PROVIDED DATA =>
* * *
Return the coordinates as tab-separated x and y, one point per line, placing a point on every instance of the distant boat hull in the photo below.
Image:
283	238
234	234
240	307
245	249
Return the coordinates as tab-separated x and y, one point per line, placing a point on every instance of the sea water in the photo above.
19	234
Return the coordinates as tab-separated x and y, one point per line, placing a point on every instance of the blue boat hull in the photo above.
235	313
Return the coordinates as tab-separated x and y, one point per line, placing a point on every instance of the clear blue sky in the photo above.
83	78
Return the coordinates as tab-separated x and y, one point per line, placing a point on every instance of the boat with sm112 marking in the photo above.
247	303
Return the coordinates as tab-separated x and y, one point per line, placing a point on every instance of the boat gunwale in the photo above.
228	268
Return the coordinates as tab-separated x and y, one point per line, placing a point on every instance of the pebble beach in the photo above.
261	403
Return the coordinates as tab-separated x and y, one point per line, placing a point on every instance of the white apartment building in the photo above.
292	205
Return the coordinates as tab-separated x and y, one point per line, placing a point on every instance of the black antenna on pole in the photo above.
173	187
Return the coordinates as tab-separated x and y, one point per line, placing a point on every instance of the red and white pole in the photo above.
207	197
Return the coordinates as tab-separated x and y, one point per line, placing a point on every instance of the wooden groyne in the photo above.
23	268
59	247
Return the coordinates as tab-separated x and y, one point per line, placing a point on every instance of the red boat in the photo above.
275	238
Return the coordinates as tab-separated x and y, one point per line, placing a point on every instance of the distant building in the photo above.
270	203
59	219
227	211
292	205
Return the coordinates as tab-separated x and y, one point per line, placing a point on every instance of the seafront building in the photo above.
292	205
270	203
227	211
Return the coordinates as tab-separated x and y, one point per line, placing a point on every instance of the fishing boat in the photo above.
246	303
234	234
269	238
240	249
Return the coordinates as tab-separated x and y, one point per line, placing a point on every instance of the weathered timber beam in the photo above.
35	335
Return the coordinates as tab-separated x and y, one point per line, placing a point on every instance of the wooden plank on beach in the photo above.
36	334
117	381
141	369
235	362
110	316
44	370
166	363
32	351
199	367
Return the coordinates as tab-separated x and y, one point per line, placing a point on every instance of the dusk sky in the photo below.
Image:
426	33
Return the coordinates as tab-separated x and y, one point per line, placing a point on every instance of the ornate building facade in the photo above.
* * *
DIRECTIVE => Retype only the lines running from the line with "red boat in the photo above." to the end of the listing, including both of those lines.

OUTPUT FOR THIS EXERCISE =>
Return the coordinates as tab-separated x and y, one point per line, placing a point on every instance of the red boat in the photo above.
275	238
Return the coordinates as tab-separated x and y, one point per line, placing a point on every instance of the distant building in the photo above.
270	203
59	219
227	211
292	205
Return the coordinates as tab-separated x and y, one point per line, placing a point on every instance of the seafront building in the photo above.
292	205
270	203
227	211
Return the coordinates as tab-separated x and y, one point per line, placing a point on every instance of the fishing boat in the photo above.
246	303
234	234
269	238
240	249
Return the coordinates as tab-separated x and y, one point per line, placing a point on every instance of the weathered timber beam in the photo above.
35	335
Return the coordinates as tab-separated x and y, one point per line, placing a point on every instance of the wooden plank on beach in the photo above.
36	334
117	381
141	369
235	362
110	316
44	370
166	363
32	351
199	367
Return the coordinates as tab-separated x and y, one point per line, placing a point on every instance of the dusk sky in the photo below.
Image:
426	33
Return the coordinates as tab-separated x and y, one point per line, placing a point on every instance of the ornate building facade in the photo above.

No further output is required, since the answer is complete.